**** Provided data ****
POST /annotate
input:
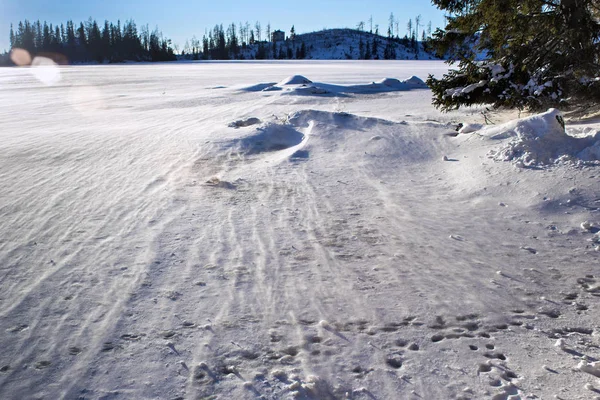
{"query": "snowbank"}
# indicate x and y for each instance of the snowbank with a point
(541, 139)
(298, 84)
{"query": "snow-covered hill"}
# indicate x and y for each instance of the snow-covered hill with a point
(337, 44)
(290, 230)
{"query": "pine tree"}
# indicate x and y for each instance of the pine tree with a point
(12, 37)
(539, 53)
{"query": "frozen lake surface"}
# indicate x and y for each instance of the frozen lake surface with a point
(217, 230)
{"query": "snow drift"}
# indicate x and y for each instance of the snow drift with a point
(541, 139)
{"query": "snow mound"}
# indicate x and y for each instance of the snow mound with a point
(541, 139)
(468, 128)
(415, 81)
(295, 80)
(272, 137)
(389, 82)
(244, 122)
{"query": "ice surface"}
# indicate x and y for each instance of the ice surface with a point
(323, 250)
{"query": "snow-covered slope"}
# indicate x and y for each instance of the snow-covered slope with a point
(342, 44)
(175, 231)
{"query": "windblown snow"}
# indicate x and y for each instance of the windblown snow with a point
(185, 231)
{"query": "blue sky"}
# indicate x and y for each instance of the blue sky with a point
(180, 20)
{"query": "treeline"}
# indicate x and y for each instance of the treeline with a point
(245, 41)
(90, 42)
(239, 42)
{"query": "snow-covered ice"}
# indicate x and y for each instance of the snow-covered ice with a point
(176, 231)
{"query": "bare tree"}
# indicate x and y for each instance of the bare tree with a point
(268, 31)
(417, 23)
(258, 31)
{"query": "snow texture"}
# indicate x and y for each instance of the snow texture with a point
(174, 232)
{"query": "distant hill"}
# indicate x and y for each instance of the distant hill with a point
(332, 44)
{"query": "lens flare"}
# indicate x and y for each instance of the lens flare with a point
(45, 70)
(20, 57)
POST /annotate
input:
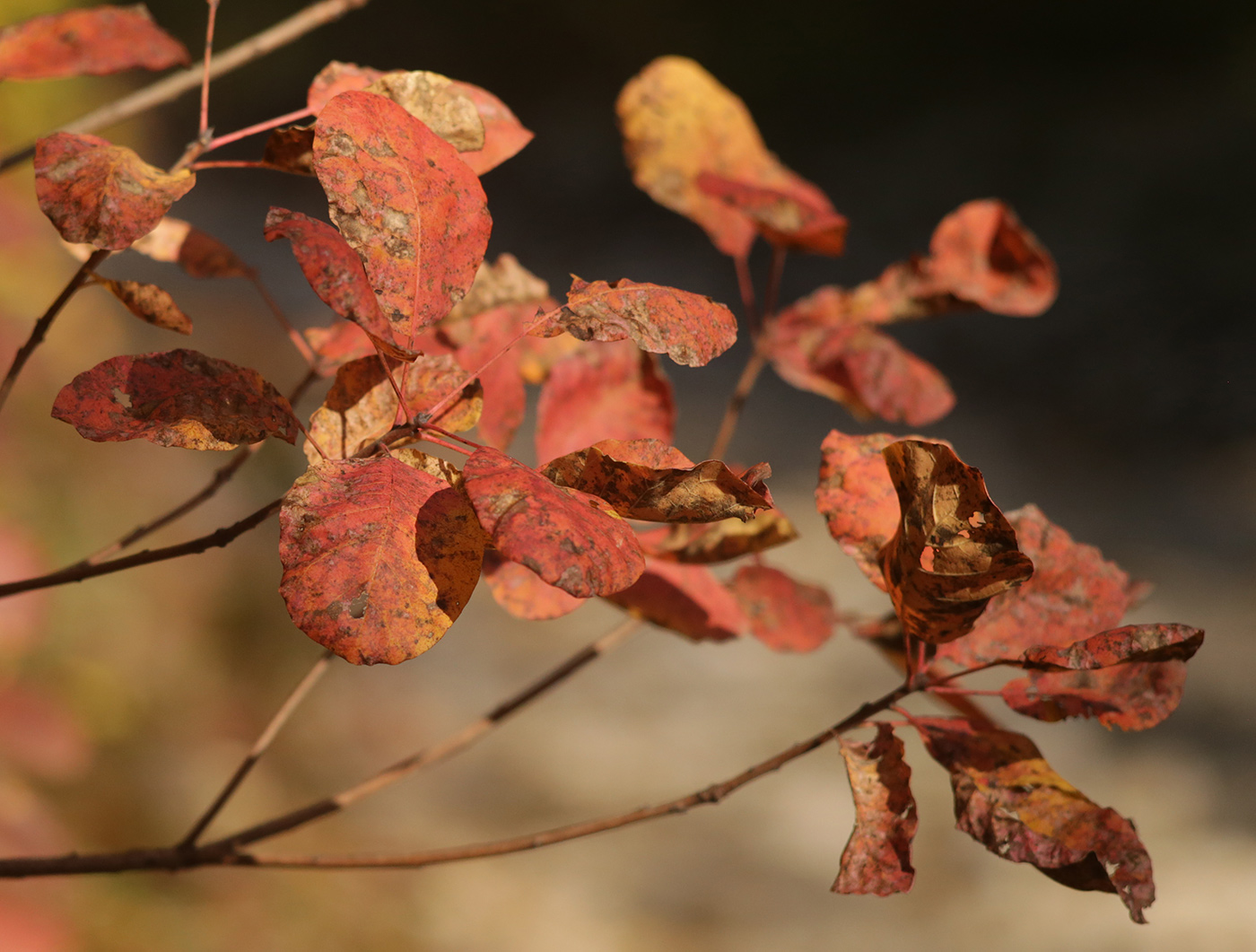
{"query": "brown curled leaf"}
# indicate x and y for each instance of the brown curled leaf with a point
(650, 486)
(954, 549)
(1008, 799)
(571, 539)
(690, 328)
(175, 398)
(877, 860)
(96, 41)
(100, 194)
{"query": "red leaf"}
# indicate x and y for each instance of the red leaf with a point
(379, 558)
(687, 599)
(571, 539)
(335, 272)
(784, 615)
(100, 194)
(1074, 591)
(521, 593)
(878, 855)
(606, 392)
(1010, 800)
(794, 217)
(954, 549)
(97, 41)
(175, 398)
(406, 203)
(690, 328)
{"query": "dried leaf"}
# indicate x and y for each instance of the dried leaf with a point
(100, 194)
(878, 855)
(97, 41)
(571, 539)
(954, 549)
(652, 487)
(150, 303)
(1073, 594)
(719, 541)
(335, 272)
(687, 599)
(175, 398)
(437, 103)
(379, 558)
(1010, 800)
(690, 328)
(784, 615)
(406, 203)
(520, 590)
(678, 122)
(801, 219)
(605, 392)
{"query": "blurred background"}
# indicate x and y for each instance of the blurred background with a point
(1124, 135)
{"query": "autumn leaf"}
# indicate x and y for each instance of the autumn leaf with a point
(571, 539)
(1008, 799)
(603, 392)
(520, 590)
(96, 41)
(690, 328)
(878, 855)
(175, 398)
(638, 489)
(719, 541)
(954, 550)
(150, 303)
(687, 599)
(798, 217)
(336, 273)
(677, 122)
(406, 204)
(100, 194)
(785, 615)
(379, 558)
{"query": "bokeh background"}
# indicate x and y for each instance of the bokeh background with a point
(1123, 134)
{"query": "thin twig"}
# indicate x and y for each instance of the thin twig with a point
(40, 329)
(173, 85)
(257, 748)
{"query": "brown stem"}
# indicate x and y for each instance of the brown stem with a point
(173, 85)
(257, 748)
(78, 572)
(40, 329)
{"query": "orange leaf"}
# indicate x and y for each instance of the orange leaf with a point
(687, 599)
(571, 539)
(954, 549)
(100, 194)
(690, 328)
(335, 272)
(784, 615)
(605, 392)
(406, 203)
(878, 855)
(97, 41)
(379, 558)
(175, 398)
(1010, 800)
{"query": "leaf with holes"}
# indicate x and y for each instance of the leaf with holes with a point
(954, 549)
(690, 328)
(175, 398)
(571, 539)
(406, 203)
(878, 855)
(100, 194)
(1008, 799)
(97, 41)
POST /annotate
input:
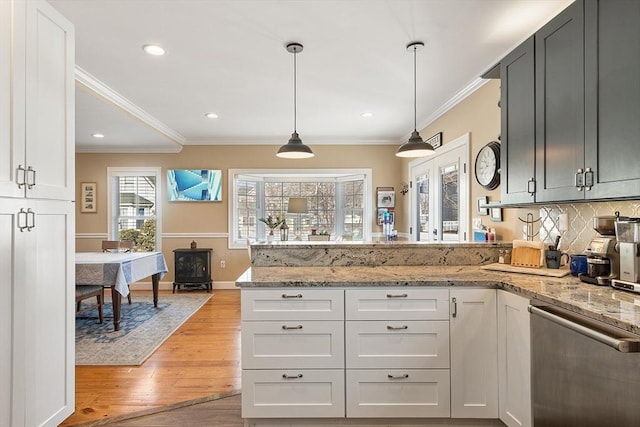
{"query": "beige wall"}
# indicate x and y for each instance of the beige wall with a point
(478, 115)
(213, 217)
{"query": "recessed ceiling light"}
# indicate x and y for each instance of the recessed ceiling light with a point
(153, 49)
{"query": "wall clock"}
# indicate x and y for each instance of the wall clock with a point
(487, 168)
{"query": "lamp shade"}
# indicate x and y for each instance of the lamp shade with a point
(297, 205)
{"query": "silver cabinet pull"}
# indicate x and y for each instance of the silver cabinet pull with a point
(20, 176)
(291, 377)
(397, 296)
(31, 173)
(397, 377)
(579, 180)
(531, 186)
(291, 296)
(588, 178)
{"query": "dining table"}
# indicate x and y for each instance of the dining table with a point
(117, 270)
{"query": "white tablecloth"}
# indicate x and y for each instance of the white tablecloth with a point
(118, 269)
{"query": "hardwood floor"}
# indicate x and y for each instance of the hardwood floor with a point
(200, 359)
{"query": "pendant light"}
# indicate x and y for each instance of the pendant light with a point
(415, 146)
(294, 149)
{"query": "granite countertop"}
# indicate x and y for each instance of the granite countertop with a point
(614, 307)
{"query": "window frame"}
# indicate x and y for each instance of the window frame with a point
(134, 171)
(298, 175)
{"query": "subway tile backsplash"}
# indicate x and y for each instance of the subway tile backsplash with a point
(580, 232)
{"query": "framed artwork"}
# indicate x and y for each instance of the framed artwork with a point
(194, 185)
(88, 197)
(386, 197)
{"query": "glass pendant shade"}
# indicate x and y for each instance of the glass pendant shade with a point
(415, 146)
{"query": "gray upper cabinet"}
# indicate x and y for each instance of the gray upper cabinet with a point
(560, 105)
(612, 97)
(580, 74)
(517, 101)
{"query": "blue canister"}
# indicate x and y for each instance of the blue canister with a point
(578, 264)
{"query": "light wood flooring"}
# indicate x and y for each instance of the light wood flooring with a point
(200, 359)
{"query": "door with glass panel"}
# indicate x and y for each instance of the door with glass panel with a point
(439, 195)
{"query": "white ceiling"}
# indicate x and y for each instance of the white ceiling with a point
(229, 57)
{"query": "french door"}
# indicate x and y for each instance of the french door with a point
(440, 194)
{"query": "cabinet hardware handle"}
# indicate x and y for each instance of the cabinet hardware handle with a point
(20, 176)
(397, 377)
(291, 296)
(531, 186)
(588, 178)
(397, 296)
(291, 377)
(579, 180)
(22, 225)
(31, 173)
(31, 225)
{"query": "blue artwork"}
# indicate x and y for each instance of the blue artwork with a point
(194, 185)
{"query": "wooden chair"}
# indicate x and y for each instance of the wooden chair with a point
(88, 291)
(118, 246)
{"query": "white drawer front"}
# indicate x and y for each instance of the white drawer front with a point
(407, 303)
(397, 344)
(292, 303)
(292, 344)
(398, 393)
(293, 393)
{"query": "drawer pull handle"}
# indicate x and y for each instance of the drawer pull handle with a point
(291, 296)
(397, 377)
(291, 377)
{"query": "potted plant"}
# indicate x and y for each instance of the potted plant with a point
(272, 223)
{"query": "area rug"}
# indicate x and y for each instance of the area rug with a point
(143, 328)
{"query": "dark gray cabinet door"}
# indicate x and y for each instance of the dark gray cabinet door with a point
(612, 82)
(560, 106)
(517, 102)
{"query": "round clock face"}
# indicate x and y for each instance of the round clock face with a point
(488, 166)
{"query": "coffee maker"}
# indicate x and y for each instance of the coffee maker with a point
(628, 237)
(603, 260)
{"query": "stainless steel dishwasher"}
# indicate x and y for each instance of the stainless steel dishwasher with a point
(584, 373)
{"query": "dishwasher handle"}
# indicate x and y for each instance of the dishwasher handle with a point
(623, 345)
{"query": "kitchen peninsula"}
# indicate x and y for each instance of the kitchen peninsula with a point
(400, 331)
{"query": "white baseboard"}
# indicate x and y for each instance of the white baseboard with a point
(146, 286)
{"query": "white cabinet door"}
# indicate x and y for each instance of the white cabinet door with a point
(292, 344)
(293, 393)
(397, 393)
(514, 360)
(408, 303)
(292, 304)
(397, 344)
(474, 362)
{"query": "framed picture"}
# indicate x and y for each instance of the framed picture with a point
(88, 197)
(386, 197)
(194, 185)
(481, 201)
****
* [The problem]: Return, word for word, the lines from the one containing "picture with a point" through the end of the data above, both ends included, and nothing else.

* [Response area]:
# indicate x and y for each instance of the framed picture with a point
(88, 197)
(386, 197)
(194, 185)
(481, 201)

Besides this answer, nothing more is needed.